■ WRITTEN PROBLEM:
Nothing but the lines from the line with "Pick out each instance of the lake" through the end of the data is to be copied, and each is to be copied exactly.

[Location labeling records]
# # # #
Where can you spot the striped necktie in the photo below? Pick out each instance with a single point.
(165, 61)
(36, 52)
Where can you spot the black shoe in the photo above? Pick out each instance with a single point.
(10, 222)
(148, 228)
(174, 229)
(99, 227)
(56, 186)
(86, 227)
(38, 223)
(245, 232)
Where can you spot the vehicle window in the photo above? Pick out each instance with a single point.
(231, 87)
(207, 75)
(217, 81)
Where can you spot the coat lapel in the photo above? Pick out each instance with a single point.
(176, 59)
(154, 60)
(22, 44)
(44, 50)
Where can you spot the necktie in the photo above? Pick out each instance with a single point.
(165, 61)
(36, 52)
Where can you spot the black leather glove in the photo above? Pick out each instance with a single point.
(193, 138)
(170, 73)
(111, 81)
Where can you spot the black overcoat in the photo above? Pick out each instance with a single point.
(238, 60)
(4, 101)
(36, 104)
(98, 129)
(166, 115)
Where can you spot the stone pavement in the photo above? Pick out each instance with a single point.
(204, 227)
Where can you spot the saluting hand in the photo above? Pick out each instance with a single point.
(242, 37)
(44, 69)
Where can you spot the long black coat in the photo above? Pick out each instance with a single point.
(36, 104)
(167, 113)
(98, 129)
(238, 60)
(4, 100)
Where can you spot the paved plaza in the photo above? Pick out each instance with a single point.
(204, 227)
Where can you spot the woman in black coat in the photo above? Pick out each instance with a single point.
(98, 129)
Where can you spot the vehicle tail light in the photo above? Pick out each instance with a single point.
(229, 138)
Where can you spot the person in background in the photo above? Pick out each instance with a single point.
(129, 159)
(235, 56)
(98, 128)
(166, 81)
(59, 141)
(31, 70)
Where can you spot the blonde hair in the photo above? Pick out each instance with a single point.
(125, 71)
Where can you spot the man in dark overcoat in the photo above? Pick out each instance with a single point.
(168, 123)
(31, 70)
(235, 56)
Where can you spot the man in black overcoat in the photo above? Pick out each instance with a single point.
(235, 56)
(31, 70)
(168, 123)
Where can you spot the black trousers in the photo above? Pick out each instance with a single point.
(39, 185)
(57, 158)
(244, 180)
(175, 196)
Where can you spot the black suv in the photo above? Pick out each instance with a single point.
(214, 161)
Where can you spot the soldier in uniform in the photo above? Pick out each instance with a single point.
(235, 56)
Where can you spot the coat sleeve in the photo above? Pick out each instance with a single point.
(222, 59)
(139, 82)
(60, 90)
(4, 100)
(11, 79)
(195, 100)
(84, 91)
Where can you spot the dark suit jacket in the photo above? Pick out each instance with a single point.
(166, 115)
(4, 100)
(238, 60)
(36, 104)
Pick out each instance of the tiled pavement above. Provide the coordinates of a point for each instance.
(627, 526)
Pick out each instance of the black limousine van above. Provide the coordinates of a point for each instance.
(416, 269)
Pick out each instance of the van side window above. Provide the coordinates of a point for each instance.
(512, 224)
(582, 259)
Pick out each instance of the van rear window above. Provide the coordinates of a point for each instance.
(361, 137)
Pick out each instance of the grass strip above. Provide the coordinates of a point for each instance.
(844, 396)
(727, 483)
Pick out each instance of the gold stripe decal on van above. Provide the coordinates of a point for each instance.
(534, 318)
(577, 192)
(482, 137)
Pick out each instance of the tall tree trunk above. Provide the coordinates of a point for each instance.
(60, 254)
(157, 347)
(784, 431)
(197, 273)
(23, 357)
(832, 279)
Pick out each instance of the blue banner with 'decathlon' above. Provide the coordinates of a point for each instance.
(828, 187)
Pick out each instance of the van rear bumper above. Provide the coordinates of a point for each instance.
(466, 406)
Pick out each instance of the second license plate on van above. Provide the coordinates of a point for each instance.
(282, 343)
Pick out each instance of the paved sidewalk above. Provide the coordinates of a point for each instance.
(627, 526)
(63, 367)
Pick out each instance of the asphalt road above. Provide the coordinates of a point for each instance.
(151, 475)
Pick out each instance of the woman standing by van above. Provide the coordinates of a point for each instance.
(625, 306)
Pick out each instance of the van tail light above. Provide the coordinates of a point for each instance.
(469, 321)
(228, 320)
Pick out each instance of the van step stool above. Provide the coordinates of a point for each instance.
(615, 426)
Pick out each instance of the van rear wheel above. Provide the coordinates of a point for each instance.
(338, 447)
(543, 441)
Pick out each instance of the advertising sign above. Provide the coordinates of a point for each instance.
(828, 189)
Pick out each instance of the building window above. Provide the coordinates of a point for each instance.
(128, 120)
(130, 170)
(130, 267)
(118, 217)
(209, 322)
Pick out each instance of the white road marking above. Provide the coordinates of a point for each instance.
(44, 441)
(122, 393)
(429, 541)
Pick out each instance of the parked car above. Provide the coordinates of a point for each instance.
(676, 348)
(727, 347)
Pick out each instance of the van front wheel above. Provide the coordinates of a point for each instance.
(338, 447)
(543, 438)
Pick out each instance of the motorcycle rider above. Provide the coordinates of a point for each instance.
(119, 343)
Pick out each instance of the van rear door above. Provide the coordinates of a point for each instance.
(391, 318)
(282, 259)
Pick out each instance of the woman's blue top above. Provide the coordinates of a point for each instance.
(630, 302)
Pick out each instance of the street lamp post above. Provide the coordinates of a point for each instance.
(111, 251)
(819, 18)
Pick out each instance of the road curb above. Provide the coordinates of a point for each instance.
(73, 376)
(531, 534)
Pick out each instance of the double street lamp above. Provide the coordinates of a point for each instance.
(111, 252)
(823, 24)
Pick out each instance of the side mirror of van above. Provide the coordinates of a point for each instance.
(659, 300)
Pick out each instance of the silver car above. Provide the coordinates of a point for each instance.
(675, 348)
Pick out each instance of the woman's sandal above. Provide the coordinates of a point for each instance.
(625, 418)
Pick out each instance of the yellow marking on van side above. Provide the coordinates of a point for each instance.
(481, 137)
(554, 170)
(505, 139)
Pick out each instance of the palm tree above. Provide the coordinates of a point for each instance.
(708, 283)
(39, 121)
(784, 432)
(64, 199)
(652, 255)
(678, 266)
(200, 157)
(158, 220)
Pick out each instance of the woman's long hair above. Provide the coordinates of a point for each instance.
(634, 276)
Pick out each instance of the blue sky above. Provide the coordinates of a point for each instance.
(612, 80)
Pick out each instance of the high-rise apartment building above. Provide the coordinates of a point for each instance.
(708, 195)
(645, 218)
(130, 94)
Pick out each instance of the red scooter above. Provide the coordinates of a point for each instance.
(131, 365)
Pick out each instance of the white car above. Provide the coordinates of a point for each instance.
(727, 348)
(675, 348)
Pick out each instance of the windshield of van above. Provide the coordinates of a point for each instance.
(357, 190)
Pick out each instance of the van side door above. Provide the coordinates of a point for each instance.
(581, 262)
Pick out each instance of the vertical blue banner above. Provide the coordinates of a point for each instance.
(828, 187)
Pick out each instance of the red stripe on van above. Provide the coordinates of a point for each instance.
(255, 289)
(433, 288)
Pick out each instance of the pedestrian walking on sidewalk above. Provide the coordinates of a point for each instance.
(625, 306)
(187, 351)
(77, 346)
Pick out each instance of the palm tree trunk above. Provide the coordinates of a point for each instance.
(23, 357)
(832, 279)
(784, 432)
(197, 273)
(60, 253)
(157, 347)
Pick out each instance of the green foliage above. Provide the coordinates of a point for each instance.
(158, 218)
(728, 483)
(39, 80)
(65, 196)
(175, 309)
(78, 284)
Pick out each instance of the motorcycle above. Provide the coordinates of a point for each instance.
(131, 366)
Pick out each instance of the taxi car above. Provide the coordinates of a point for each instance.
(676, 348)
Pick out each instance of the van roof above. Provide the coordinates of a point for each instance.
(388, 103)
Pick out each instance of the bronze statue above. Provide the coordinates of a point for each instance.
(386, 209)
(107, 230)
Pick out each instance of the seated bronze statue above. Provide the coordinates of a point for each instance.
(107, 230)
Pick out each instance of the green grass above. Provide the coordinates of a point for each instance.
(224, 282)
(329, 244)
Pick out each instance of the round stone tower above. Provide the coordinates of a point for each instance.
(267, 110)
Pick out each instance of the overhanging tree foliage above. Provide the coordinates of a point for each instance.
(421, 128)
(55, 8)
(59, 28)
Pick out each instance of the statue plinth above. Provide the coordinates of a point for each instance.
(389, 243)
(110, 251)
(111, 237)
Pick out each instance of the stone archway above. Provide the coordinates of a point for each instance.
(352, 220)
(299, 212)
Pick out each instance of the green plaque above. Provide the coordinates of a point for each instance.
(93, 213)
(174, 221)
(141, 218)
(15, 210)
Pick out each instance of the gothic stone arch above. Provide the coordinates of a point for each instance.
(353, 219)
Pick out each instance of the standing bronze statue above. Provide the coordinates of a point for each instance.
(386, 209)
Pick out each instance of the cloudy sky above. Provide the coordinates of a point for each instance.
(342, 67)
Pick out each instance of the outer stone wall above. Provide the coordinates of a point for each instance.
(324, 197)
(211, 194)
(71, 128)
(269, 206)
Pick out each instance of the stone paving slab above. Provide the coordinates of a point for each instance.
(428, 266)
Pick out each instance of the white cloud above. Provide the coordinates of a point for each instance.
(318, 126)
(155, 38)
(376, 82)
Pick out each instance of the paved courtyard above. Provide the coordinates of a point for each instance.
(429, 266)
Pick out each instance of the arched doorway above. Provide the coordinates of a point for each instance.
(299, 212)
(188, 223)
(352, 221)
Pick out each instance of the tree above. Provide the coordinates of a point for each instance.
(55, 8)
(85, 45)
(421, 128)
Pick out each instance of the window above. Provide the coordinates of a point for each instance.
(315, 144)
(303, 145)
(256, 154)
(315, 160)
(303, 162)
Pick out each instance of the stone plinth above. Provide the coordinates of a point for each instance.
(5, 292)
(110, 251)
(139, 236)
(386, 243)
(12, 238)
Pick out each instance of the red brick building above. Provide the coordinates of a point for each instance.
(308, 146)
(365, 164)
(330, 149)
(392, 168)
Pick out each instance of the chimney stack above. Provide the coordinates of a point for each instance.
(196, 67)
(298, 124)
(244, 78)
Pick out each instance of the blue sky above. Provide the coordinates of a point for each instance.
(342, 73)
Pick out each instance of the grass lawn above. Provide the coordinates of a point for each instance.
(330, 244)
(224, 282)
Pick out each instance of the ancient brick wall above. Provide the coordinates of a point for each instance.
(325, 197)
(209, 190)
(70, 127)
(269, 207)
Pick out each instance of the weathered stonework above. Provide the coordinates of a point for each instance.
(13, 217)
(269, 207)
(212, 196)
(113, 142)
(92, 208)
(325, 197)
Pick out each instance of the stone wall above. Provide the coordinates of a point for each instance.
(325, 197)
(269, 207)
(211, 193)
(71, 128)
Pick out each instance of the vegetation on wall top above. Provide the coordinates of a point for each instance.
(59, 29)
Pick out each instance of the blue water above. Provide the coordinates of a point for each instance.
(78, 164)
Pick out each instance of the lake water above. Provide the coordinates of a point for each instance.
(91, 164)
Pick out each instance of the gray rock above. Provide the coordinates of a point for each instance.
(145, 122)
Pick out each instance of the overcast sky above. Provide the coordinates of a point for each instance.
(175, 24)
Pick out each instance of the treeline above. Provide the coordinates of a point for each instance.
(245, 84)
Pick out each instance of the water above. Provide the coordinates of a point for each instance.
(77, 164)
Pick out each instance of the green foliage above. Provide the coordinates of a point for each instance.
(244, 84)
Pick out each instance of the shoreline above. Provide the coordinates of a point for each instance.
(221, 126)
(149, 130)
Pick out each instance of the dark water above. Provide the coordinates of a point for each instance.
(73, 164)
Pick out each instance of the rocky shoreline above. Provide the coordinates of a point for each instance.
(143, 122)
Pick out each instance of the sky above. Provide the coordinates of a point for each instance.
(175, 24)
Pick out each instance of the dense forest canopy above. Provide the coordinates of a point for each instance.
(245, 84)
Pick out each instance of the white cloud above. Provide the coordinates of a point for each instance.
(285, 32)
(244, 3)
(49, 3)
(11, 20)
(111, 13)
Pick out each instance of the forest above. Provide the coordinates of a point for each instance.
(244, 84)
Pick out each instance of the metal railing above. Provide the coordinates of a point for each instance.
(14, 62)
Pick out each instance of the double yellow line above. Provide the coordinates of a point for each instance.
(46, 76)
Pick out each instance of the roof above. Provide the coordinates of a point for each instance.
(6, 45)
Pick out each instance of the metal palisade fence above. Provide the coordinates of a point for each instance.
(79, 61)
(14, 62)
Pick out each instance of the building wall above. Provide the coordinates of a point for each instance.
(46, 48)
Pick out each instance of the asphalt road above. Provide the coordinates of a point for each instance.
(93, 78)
# # # #
■ PROBLEM SOLUTION:
Pick out each instance of the lake water above. Provide the coordinates of a point for each instance.
(91, 164)
Pick out each instance of the gray rock above. Provide the coordinates of a point for each instance.
(145, 122)
Pick out each instance of the overcast sky above. Provide the coordinates of a point for each instance.
(175, 24)
Pick out each instance of the treeline above. Provide the coordinates of a point for each instance.
(245, 84)
Pick out each instance of the water above. Provide the coordinates of a point for each instance.
(77, 164)
Pick out each instance of the green foliage above. Provide the coordinates of a point for each instance.
(244, 84)
Pick out each instance of the shoreline above. Provide the coordinates of a point for each instance.
(221, 126)
(149, 130)
Pick out each instance of the dark water above. Provide the coordinates of a point for each instance.
(73, 164)
Pick out each instance of the rocky shoreline above. Provide the coordinates of a point for each instance.
(143, 122)
Pick out each instance of the sky above. Provide the coordinates of a point for each instance.
(175, 24)
Pick out each instance of the dense forest canopy above. Provide the coordinates of a point for each instance.
(245, 84)
Pick out each instance of the white cloud above. Provide the coordinates of a point for each instance.
(285, 32)
(244, 3)
(49, 3)
(11, 20)
(111, 13)
Pick out each instance of the forest above. Provide the coordinates of a point for each instance.
(244, 84)
Pick out each instance of the metal railing above. Provide the coordinates of a point for each instance.
(14, 62)
Pick out each instance of the double yellow line above. Provide the coordinates of a point for each instance.
(46, 76)
Pick out each instance of the roof above. Provide the coordinates of a point for each instance.
(6, 45)
Pick out each instance of the metal palisade fence above. Provide the coordinates of a point for each instance.
(79, 61)
(14, 62)
Pick out each instance of the building wall above. Provide the coordinates of a point for each instance.
(46, 48)
Pick out each instance of the asphalt road above. Provide the coordinates of a point for each instance.
(93, 78)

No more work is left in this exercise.